* **Task prompt**
Gather all lines in the data that hold the string "boat".

* **Data provided**
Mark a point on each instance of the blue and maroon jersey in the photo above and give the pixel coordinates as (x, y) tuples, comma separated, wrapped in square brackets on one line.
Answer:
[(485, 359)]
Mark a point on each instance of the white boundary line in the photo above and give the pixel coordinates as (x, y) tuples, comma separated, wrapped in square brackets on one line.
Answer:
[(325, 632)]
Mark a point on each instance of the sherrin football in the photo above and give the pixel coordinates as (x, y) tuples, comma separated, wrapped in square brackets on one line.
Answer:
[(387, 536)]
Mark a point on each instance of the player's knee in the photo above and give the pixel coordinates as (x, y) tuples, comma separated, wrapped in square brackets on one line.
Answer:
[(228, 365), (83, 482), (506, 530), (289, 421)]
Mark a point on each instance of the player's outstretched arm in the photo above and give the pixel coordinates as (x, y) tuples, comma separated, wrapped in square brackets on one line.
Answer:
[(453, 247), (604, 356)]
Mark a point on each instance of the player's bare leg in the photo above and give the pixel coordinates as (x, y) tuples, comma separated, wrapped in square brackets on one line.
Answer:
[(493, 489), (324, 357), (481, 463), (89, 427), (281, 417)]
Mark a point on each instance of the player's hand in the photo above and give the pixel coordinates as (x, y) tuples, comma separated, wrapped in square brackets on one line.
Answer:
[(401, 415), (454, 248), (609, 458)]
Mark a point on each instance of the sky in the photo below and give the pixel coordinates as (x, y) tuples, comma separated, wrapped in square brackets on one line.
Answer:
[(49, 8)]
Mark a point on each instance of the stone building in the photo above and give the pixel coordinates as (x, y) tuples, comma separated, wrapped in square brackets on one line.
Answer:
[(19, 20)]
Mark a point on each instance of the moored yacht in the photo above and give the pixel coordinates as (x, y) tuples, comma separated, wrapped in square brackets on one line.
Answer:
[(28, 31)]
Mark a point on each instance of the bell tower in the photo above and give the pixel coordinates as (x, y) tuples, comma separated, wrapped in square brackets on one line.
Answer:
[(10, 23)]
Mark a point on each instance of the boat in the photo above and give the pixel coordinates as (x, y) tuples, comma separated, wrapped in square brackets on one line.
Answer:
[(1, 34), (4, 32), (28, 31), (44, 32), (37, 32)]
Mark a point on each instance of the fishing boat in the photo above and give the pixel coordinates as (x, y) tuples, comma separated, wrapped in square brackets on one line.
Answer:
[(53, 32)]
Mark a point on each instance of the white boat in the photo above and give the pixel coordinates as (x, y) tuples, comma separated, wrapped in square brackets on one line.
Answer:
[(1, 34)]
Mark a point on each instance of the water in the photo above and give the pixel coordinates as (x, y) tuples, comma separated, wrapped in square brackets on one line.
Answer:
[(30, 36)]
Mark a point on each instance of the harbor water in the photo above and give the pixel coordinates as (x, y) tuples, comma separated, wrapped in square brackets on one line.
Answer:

* **Reply**
Mark a point on each instance of the boat in the photo above and give the pixel coordinates as (x, y) tuples, comma separated, wrapped in square brackets on one line.
Mark a point on each instance of the fishing boat in the photo above and give the pixel coordinates as (x, y) tuples, comma separated, wrapped in square brackets on one line.
Mark a point on each instance of the white boat in the photo above and give the pixel coordinates as (x, y) tuples, comma separated, wrapped in square brackets on one line.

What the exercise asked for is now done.